------ DATA SUPPLIED

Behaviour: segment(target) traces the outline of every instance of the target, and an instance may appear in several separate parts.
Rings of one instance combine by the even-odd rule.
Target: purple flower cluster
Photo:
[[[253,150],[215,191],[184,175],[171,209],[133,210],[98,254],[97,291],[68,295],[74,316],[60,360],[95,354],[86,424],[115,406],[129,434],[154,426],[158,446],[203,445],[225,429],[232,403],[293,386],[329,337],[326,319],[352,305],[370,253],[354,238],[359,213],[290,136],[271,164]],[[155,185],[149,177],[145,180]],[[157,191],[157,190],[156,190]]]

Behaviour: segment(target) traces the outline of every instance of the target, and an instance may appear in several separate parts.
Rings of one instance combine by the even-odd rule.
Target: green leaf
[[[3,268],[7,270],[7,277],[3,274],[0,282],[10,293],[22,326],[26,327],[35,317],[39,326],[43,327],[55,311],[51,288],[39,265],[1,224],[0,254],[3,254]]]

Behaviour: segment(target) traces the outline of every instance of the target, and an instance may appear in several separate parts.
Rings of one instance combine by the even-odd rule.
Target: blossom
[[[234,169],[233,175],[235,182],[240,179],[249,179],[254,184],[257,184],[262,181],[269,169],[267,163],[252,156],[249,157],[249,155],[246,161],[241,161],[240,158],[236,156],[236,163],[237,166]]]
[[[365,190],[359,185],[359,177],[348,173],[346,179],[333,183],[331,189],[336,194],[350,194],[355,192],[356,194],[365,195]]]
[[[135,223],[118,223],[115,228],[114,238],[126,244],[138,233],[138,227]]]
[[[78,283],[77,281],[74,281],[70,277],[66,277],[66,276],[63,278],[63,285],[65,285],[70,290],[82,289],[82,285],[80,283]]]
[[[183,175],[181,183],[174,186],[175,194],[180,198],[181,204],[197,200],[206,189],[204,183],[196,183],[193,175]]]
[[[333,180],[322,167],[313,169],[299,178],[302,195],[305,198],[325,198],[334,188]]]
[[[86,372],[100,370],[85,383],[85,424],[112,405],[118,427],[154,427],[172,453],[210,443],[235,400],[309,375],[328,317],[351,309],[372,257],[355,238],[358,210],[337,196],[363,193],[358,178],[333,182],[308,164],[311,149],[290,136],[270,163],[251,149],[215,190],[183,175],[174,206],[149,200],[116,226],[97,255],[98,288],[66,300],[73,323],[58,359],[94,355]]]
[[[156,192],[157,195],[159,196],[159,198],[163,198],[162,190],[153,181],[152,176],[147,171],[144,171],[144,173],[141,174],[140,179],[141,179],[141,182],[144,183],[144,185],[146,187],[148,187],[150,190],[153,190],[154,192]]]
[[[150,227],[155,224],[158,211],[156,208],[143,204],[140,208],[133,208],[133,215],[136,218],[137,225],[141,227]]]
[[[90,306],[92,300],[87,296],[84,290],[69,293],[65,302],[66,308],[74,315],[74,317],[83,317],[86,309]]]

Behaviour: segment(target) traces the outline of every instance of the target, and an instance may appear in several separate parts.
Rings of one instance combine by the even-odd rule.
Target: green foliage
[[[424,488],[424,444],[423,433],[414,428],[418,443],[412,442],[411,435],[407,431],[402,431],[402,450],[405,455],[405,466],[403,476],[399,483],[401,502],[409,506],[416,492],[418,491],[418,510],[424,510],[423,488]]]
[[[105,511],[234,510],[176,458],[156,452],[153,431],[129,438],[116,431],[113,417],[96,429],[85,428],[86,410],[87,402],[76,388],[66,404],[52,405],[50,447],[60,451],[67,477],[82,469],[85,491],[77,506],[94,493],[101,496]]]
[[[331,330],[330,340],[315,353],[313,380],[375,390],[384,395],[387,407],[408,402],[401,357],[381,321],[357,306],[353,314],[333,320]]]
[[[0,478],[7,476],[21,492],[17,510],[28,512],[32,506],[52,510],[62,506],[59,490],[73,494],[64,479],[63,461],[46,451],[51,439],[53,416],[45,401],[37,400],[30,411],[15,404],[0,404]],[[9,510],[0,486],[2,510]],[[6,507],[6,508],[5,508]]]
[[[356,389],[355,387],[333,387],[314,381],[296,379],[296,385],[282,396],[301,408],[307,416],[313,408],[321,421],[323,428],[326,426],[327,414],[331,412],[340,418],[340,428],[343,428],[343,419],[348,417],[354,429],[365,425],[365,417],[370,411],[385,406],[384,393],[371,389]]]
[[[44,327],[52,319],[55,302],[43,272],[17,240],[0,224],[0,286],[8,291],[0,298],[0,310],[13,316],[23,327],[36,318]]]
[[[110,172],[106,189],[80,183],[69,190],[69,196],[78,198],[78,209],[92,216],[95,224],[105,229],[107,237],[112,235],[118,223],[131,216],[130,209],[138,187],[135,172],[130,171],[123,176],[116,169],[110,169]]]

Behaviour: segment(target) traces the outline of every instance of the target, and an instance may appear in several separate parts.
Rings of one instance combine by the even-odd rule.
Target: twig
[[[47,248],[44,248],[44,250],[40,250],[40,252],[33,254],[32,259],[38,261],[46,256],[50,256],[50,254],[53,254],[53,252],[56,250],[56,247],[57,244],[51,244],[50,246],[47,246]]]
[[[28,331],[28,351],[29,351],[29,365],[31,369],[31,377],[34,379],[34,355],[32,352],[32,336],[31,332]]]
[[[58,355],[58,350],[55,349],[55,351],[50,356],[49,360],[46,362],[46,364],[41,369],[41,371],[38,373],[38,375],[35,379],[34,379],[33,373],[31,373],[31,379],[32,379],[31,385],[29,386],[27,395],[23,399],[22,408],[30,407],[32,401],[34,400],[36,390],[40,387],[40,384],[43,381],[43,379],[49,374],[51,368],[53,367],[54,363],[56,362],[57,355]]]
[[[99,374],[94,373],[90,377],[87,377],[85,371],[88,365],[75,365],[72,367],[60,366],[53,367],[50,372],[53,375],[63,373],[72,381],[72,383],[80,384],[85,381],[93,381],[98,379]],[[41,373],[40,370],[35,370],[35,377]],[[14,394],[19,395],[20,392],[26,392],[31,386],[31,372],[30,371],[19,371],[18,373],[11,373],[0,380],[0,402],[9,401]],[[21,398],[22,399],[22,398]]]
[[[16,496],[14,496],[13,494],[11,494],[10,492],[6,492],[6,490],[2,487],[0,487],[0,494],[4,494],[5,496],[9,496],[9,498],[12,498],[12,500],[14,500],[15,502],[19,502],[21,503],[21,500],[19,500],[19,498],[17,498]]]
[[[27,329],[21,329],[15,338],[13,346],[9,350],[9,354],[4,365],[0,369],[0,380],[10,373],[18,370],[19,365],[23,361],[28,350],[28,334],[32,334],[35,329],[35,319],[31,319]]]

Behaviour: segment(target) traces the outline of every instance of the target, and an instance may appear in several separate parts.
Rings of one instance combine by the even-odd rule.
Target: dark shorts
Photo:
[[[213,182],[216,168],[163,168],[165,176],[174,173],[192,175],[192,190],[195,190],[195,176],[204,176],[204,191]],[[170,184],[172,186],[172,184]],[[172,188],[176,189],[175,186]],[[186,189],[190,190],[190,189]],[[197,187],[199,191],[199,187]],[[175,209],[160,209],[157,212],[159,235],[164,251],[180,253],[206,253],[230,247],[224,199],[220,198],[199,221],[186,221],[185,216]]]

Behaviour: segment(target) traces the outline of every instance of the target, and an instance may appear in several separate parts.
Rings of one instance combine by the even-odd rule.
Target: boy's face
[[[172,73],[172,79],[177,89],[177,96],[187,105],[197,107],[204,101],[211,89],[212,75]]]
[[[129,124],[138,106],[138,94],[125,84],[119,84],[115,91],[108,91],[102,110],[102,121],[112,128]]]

------------

• [THE PROBLEM] Reproduce the records above in full, without altering a single character.

• [RESULT OF THIS EXERCISE]
Behaviour: segment(target) traces the outline of every instance of the target, and an instance may appear in several separate parts.
Rings of one instance combine by the even-odd rule.
Target: purple flower cluster
Photo:
[[[253,150],[215,191],[184,175],[171,209],[133,210],[98,254],[97,291],[68,295],[74,316],[60,360],[95,354],[86,424],[115,406],[129,434],[154,426],[158,446],[203,445],[225,429],[232,403],[293,386],[329,337],[326,319],[352,305],[370,253],[354,238],[359,213],[290,136],[271,164]],[[155,185],[149,177],[145,180]],[[157,191],[157,190],[156,190]]]

Behaviour: segment(target) traces the outline of every instance of the target, and an instance may appear in several separate parts.
Rings of one instance combine by the even-odd rule.
Target: green leaf
[[[3,268],[7,270],[7,277],[3,274],[0,282],[10,293],[22,326],[26,327],[35,317],[39,326],[43,327],[55,311],[51,288],[39,265],[1,224],[0,254],[3,254]]]

Behaviour: segment(target) traces the outline of every instance of the target, and an instance may appear in several separate parts.
Rings of one instance combine by the even-odd rule.
Target: blossom
[[[234,169],[233,175],[235,182],[240,179],[249,179],[254,184],[257,184],[262,181],[269,169],[267,163],[252,156],[249,157],[249,155],[246,161],[241,161],[240,158],[236,156],[236,163],[237,166]]]
[[[365,190],[359,185],[359,177],[348,173],[346,179],[333,183],[331,189],[336,194],[350,194],[355,192],[356,194],[365,195]]]
[[[135,223],[118,223],[115,228],[114,238],[126,244],[138,233],[138,227]]]
[[[78,283],[77,281],[74,281],[70,277],[66,277],[66,276],[63,278],[63,285],[65,285],[70,290],[82,289],[82,285],[80,283]]]
[[[183,175],[181,183],[174,186],[175,194],[180,198],[181,204],[197,200],[206,189],[204,183],[196,183],[193,175]]]
[[[333,180],[322,167],[313,169],[299,178],[302,195],[305,198],[325,198],[334,188]]]
[[[86,372],[100,370],[85,383],[85,424],[112,405],[118,427],[154,427],[172,453],[210,443],[235,400],[309,375],[328,317],[351,309],[372,257],[355,238],[358,210],[337,196],[363,193],[358,178],[333,182],[308,164],[311,149],[290,136],[270,163],[251,149],[215,190],[183,175],[174,206],[149,200],[116,226],[97,255],[98,288],[66,300],[73,323],[58,359],[94,355]]]
[[[156,192],[157,195],[159,196],[159,198],[163,198],[162,190],[153,181],[152,176],[147,171],[144,171],[144,173],[141,174],[140,179],[141,179],[141,182],[144,183],[144,185],[146,187],[148,187],[150,190],[153,190],[154,192]]]
[[[150,227],[155,224],[158,211],[156,208],[143,204],[140,208],[133,208],[133,215],[136,218],[137,225],[141,227]]]
[[[90,306],[92,300],[87,296],[84,290],[69,293],[65,302],[66,308],[74,315],[74,317],[83,317],[86,309]]]

Behaviour: segment(target) traces the outline of every instance of the target, and an instance may appear in several separate parts.
Rings of one instance combine by the even-odd rule.
Target: green foliage
[[[424,488],[424,444],[423,433],[414,428],[418,443],[412,442],[411,435],[407,431],[402,431],[402,450],[405,455],[405,466],[403,476],[399,483],[401,502],[409,506],[416,492],[418,491],[418,510],[424,510],[423,488]]]
[[[105,511],[234,510],[176,458],[156,452],[153,431],[129,438],[116,431],[113,417],[96,429],[85,428],[86,410],[87,402],[76,388],[66,404],[52,405],[50,447],[60,451],[67,477],[82,469],[85,491],[77,506],[94,493],[101,496]]]
[[[331,330],[330,340],[315,353],[313,380],[375,390],[384,395],[387,407],[408,402],[401,357],[381,321],[357,306],[353,314],[333,320]]]
[[[0,478],[7,476],[21,492],[17,510],[28,512],[32,506],[52,510],[62,506],[59,490],[73,494],[64,479],[63,461],[46,451],[51,439],[53,416],[45,401],[37,400],[30,411],[15,404],[0,404]],[[9,510],[0,486],[2,510]],[[6,507],[6,508],[5,508]]]
[[[356,389],[355,387],[333,387],[314,381],[296,379],[296,385],[282,396],[301,408],[307,416],[313,408],[321,421],[323,428],[326,426],[327,414],[331,412],[340,418],[340,428],[343,428],[343,419],[348,417],[354,429],[365,425],[365,417],[370,411],[385,406],[384,393],[371,389]]]
[[[44,327],[52,319],[55,302],[43,272],[17,240],[0,224],[0,286],[8,291],[0,298],[0,310],[13,316],[23,327],[36,318]]]
[[[110,172],[106,189],[80,183],[69,190],[69,196],[78,198],[78,209],[92,216],[95,224],[105,229],[107,237],[112,235],[118,223],[131,216],[130,209],[138,187],[135,172],[130,171],[123,176],[116,169],[110,169]]]

Behaviour: segment(target) traces the outline of every instance of the target, and an instance may appear in several separate parts.
Rings of one instance combine by the even-odd rule.
Target: twig
[[[47,248],[44,248],[44,250],[40,250],[40,252],[33,254],[32,259],[38,261],[46,256],[50,256],[50,254],[53,254],[53,252],[56,250],[56,247],[57,244],[51,244],[50,246],[47,246]]]
[[[28,331],[28,351],[29,351],[29,365],[31,369],[31,377],[34,379],[34,355],[32,352],[32,336],[31,332]]]
[[[58,355],[58,350],[55,349],[55,351],[50,356],[49,360],[46,362],[46,364],[41,369],[41,371],[38,373],[38,375],[35,379],[34,379],[33,373],[31,373],[31,379],[32,379],[31,385],[29,386],[27,395],[23,399],[22,408],[30,407],[32,401],[34,400],[36,390],[40,387],[40,384],[43,381],[43,379],[49,374],[51,368],[53,367],[54,363],[56,362],[57,355]]]
[[[99,374],[94,373],[90,377],[87,377],[85,371],[88,365],[75,365],[72,367],[60,366],[53,367],[50,372],[53,375],[63,373],[72,381],[72,383],[80,384],[85,381],[93,381],[98,379]],[[41,373],[40,370],[35,370],[35,377]],[[14,394],[19,395],[20,392],[26,392],[31,386],[31,372],[30,371],[19,371],[18,373],[11,373],[0,380],[0,402],[9,401]],[[21,398],[22,399],[22,398]]]
[[[16,496],[14,496],[13,494],[11,494],[10,492],[6,492],[6,490],[2,487],[0,487],[0,494],[4,494],[5,496],[9,496],[9,498],[12,498],[12,500],[14,500],[15,502],[19,502],[21,503],[21,500],[19,500],[19,498],[17,498]]]
[[[27,329],[21,329],[15,338],[13,346],[9,350],[9,354],[4,365],[0,369],[0,380],[10,373],[18,370],[19,365],[23,361],[28,350],[28,334],[32,334],[35,329],[35,319],[31,319]]]

Behaviour: segment(target) traces the outline of every instance of the target, and an instance may appear in several separate parts.
Rings of one instance combine by the even-odd rule.
Target: dark shorts
Photo:
[[[213,182],[216,168],[163,168],[165,176],[174,173],[192,175],[192,190],[195,190],[195,176],[204,176],[204,191]],[[170,184],[172,186],[172,184]],[[172,188],[176,189],[175,186]],[[186,189],[190,190],[190,189]],[[197,187],[199,191],[199,187]],[[175,209],[160,209],[157,212],[159,235],[164,251],[180,253],[206,253],[230,247],[224,199],[220,198],[199,221],[186,221],[185,216]]]

Behaviour: segment(target) traces the outline of every instance of the target, and an instance may appear in several separate parts.
Rings of one instance combine by the even-odd rule.
Target: boy's face
[[[172,73],[172,79],[177,89],[177,96],[187,105],[197,107],[204,101],[211,89],[212,75]]]
[[[129,124],[138,106],[138,94],[125,84],[119,84],[115,91],[108,91],[102,110],[102,121],[112,128]]]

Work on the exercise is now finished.